[start of Document section]

I don't know if I'd choose it over a McLaren... but I do agree that this colerway is pretty sweet. Before I bought my 2015 Venge Pro, I almost bought this same frame... a local shop had a few 2013 SWorks models on deep discount. Unfortunately, when I was ready to pull the trigger, I had missed them by just a few days. Great looking bike, though...


----------



## WRM4865

TricrossRich said:


> I don't know if I'd choose it over a McLaren..


A local rich guy bike collector cyclist had a McLaren Venge when the "next" super cool uber-expensive bike came along he put out feelers on selling the McLaren therefore the local bike shop guys let their high end regular buyers know that a blingy bike is on the market. 

It was a sweetheart deal at the time yet still you had to dig deep into your pocket as he wasn't giving it away either. The cost benefit analysis just didn't work out as there was nothing wrong with my current bike and I like the color scheme. 

The next edition Venge will really have to knock my socks off for me to run out and get one as I spent years buying the newest most expensive gee-wiz road or mountian bikes year after year. Now it's all about GO and not so much show as it was in the past.

legs and lungs trump even the most chi-chi bike.


----------



## TricrossRich

WRM4865 said:


> A local rich guy bike collector cyclist had a McLaren Venge when the "next" super cool uber-expensive bike came along he put out feelers on selling the McLaren therefore the local bike shop guys let their high end regular buyers know that a blingy bike is on the market.
> 
> It was a sweetheart deal at the time yet still you had to dig deep into your pocket as he wasn't giving it away either. The cost benefit analysis just didn't work out as there was nothing wrong with my current bike and I like the color scheme.
> 
> The next edition Venge will really have to knock my socks off for me to run out and get one as I spent years buying the newest most expensive gee-wiz road or mountian bikes year after year. Now it's all about GO and not so much show as it was in the past.
> 
> legs and lungs trump even the most chi-chi bike.


Ahhhh... yea, I don't think I'd swing the McLaren price tag either... Your SWorks is a sick frame though. I think Specialized will introduce the new Venge this year, probably before the Tour... I can't imagine they're gonna miss the marketing opportunity to have Sagan on one for his first TDF on a Specialized frame, not to mention Cav...

[end of Document section]
[start of Record extracts]

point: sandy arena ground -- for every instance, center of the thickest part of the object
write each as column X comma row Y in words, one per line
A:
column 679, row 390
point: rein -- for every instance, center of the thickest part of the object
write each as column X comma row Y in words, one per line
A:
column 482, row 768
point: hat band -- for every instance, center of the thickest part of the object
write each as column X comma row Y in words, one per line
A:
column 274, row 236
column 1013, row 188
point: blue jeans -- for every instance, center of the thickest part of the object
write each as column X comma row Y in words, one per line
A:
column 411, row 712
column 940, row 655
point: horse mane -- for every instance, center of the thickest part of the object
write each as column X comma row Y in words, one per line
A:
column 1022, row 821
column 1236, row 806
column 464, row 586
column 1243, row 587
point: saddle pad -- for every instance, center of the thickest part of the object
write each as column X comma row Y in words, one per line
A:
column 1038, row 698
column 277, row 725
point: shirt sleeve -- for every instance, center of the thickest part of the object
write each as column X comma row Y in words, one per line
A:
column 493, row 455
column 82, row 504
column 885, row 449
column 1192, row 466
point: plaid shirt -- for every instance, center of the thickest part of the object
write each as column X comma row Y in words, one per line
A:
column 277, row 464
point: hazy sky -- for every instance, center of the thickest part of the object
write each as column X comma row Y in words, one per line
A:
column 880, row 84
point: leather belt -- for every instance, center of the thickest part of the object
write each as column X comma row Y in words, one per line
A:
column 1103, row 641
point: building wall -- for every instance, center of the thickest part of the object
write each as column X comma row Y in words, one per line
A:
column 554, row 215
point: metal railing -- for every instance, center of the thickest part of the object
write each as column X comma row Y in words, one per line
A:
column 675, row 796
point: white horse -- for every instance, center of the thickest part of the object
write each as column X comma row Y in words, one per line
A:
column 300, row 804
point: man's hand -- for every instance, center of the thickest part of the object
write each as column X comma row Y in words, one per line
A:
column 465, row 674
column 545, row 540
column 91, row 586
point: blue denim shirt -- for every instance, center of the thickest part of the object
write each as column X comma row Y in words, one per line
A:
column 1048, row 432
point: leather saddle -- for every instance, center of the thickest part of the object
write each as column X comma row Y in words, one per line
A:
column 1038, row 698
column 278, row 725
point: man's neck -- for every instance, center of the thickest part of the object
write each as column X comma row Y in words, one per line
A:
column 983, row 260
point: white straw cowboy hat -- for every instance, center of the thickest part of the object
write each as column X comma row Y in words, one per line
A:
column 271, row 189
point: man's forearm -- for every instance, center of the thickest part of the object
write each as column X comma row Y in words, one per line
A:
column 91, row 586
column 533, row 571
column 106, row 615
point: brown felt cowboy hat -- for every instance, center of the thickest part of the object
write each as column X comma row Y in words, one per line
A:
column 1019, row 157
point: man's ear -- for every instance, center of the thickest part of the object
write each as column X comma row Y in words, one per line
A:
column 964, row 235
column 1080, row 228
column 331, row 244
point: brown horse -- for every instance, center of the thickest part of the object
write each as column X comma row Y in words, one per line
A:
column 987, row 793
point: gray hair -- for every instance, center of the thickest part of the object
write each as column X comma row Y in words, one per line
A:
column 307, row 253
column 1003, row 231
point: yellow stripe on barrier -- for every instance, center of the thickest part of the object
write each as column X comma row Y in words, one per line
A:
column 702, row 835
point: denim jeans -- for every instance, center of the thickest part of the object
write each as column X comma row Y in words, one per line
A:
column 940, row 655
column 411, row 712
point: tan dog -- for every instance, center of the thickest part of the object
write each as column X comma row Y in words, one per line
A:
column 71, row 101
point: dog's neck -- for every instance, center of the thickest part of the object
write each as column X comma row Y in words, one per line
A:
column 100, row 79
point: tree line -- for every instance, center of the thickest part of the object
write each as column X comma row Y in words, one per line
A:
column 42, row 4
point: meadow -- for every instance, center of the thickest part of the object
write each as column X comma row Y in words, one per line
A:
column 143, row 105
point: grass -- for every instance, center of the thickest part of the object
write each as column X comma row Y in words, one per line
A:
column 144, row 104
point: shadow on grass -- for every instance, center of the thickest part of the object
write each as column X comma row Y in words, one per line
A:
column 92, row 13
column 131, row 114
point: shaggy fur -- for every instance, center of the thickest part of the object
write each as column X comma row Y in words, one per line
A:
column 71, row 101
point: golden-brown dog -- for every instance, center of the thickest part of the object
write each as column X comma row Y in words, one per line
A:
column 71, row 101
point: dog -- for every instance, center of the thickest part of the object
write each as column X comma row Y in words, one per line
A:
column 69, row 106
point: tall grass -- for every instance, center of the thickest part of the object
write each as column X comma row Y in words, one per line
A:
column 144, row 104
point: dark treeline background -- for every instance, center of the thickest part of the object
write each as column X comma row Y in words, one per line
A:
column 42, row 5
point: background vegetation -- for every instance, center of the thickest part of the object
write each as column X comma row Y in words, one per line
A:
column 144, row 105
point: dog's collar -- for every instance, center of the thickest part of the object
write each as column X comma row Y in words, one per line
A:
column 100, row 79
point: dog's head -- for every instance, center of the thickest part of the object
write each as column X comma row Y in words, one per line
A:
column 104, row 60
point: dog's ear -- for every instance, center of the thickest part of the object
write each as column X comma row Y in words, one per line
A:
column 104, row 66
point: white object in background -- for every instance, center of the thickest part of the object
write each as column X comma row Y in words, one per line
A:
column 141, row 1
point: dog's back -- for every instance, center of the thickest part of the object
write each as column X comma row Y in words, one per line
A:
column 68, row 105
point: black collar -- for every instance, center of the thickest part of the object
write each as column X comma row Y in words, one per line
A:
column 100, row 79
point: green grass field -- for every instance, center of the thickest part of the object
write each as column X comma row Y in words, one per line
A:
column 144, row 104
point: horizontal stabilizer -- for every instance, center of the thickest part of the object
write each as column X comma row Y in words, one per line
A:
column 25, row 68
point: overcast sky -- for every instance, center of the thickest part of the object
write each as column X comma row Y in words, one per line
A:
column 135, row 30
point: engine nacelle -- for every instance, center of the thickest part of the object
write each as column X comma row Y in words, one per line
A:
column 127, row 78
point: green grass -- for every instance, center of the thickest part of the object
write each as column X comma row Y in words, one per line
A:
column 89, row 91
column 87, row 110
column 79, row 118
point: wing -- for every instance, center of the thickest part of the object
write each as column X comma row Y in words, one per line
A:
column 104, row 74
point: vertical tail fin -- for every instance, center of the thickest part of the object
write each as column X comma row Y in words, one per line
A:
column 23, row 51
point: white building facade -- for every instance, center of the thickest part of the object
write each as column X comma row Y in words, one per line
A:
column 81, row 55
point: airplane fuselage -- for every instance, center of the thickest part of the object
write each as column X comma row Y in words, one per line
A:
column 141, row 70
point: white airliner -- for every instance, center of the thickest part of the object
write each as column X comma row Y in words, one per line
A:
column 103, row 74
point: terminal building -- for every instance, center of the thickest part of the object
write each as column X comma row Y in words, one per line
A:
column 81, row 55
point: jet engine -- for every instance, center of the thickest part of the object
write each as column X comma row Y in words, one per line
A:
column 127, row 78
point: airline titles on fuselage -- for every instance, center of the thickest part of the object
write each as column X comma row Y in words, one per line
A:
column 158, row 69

[end of Record extracts]
[start of Record extracts]

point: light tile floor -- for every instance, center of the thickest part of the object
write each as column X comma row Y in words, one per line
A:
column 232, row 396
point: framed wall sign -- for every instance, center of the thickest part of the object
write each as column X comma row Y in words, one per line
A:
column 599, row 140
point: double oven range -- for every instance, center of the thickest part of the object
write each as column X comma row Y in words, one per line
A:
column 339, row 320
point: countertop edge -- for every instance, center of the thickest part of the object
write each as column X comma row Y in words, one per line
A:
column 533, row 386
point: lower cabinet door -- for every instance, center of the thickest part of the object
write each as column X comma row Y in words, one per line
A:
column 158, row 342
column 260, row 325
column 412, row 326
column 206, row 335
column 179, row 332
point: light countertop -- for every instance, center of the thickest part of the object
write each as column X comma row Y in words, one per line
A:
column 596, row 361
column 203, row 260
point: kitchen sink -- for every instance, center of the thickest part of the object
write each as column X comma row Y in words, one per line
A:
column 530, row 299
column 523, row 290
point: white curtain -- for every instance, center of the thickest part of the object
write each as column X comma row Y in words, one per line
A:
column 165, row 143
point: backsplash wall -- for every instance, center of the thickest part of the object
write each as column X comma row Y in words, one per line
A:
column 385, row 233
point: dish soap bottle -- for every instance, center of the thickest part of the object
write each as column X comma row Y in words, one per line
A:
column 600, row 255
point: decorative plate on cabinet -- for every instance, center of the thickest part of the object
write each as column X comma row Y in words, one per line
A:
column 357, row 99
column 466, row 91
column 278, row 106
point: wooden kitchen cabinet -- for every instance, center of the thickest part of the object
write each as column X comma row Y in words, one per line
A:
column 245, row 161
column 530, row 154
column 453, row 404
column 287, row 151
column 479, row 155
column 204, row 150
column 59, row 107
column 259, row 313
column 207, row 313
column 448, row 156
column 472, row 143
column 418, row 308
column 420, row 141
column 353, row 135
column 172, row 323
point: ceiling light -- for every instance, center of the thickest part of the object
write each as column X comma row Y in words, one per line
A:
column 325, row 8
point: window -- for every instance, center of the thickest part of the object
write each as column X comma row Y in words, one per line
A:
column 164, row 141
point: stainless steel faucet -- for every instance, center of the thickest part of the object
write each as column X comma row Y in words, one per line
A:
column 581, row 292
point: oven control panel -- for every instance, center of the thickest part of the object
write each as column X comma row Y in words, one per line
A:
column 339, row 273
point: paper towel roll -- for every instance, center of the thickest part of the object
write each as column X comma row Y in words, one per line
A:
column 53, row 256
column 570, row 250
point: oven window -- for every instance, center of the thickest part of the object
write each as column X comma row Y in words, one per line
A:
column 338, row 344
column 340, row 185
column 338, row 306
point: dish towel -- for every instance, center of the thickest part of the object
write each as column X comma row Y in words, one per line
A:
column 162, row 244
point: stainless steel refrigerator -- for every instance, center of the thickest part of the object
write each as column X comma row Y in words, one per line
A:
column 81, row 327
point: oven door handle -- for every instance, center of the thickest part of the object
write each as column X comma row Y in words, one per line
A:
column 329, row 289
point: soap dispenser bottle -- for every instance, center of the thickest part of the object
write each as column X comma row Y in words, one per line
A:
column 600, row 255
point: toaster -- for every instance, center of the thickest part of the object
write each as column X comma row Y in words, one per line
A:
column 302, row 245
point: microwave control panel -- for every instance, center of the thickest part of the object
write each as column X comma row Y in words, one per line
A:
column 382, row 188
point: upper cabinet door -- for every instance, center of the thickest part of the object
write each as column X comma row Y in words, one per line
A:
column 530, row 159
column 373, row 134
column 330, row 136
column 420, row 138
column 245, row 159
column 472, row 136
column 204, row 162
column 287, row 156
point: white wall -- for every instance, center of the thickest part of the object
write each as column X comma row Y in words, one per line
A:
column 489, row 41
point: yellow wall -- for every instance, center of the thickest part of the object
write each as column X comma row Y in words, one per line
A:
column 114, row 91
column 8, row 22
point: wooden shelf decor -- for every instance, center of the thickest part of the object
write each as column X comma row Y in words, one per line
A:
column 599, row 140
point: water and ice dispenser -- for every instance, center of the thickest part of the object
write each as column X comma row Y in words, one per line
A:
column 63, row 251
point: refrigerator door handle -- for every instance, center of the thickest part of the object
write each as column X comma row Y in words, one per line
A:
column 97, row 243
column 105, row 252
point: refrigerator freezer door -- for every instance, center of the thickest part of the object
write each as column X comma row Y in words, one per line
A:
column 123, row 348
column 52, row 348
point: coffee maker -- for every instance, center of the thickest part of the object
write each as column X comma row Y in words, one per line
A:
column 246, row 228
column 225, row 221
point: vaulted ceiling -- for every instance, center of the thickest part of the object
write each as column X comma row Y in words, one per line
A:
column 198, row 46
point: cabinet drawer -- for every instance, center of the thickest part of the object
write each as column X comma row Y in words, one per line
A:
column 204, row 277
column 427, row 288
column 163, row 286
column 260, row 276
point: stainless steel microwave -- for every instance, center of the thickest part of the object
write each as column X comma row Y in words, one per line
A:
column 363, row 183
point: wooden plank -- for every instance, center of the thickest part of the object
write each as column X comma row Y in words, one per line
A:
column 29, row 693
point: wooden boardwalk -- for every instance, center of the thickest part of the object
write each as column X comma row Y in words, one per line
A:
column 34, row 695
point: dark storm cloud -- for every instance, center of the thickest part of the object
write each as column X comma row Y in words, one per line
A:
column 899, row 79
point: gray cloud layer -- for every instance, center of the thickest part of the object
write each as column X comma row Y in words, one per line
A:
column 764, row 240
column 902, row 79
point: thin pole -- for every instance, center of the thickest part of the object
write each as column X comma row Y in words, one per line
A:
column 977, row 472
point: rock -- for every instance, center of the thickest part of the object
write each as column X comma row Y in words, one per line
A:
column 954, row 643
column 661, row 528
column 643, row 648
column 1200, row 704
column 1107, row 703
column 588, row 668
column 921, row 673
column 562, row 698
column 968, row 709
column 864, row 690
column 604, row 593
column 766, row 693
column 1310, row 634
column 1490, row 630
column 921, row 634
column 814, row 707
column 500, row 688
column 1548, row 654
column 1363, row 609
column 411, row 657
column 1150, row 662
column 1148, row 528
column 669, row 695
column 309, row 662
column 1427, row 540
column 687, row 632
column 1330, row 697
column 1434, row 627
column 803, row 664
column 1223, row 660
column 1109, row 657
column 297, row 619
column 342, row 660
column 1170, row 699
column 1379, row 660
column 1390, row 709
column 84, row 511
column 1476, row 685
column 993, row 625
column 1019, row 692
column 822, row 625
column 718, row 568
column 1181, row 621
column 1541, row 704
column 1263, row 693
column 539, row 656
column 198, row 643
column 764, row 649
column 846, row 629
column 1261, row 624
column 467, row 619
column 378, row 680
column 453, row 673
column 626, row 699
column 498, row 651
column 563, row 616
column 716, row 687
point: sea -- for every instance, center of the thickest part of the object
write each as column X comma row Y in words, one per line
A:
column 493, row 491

[end of Record extracts]
[start of Record extracts]

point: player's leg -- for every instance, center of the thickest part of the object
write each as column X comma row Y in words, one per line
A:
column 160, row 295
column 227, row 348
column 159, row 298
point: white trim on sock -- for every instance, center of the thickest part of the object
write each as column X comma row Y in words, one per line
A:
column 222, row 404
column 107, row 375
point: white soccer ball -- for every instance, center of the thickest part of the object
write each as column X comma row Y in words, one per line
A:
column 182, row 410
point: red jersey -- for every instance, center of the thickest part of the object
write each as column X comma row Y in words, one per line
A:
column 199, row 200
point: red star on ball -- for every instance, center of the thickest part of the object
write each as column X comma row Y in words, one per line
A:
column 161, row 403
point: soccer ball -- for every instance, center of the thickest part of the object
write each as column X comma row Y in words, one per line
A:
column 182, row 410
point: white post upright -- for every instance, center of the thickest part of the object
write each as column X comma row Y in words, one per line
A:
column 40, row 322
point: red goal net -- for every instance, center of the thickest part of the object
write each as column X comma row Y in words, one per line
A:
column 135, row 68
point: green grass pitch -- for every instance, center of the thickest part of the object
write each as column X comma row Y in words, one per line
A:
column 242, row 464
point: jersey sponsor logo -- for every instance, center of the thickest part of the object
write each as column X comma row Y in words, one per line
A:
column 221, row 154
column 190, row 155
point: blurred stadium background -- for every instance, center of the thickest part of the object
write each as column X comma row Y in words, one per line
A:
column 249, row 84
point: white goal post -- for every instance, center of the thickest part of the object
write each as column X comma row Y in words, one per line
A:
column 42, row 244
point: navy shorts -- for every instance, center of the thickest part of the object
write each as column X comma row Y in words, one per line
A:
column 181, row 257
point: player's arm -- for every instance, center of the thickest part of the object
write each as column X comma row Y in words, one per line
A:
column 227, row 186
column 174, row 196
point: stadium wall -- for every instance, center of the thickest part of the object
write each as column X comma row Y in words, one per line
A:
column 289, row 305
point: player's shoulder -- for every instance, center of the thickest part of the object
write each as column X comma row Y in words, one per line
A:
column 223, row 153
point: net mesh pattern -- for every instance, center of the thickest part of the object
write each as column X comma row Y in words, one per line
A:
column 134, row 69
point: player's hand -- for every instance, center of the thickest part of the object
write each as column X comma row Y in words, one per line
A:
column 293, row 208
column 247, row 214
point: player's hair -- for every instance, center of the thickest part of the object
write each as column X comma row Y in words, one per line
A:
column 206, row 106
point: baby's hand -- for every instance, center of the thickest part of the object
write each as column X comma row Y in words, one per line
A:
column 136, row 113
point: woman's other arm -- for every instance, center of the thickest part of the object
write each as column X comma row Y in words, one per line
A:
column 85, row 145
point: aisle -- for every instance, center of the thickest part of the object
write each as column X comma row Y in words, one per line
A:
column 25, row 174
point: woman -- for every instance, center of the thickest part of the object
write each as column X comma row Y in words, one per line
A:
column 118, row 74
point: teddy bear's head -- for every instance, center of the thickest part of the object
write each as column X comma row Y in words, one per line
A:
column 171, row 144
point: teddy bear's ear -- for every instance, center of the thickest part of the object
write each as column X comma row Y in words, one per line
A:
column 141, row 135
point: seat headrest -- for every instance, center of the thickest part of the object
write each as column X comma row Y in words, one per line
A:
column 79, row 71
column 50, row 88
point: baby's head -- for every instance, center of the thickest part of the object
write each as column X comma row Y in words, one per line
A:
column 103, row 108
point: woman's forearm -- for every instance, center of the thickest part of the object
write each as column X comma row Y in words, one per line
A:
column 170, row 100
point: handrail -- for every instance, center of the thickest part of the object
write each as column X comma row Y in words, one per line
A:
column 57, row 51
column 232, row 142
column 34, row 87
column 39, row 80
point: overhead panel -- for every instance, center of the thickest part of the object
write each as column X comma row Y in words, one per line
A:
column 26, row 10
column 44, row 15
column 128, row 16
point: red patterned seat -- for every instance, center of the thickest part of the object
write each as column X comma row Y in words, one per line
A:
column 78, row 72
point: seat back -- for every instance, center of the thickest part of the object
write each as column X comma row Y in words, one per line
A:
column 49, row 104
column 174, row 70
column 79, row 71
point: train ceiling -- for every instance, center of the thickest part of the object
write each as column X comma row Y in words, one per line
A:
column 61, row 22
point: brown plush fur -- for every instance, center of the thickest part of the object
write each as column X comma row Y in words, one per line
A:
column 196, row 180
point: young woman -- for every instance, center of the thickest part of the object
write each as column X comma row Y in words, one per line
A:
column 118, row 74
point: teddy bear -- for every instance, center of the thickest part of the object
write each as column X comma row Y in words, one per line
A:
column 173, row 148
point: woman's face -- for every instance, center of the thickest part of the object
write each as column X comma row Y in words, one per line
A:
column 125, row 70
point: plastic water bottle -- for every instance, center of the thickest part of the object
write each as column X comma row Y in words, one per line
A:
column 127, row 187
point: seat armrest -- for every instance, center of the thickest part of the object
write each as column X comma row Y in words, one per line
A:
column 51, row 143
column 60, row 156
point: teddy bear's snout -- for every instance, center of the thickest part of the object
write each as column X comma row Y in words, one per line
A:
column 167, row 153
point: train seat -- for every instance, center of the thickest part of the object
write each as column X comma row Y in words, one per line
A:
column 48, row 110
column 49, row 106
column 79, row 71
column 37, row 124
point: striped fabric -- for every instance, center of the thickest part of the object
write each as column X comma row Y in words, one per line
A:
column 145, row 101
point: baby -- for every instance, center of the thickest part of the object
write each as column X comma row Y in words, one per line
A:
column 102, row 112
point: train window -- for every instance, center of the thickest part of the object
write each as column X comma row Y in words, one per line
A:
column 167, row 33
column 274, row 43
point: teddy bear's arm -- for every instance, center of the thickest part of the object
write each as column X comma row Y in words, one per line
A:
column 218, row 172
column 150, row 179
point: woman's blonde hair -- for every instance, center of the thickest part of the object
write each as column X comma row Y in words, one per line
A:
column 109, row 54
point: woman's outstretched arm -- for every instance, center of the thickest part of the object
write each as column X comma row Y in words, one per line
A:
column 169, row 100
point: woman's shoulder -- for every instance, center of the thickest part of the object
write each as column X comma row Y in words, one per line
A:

[end of Record extracts]

> **What is expected**
Reproduce verbatim everything in the Venge forum thread from "I don't know if I'd choose it over a McLaren..." down to "looking bike, though...".

> **Exercise output**
I don't know if I'd choose it over a McLaren... but I do agree that this colerway is pretty sweet. Before I bought my 2015 Venge Pro, I almost bought this same frame... a local shop had a few 2013 SWorks models on deep discount. Unfortunately, when I was ready to pull the trigger, I had missed them by just a few days. Great looking bike, though...